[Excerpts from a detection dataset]
= = =

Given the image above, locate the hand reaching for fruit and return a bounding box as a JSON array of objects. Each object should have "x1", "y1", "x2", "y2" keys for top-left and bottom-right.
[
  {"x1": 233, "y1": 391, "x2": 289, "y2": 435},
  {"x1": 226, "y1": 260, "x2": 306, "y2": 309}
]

= = =

Arrange every line of the data above as a Markdown table with two columns, "Row" and "Line". Number the rows in order and leave out any blank lines.

◆ **RESULT**
| Row | Line |
|---|---|
| 1 | Given the image above, locate the hand reaching for fruit and return a bounding box as a JSON array of objects. Each object should have "x1", "y1", "x2", "y2" keys for top-left and bottom-right. |
| 2 | [ |
| 3 |   {"x1": 233, "y1": 391, "x2": 289, "y2": 435}, |
| 4 |   {"x1": 226, "y1": 260, "x2": 306, "y2": 309} |
| 5 | ] |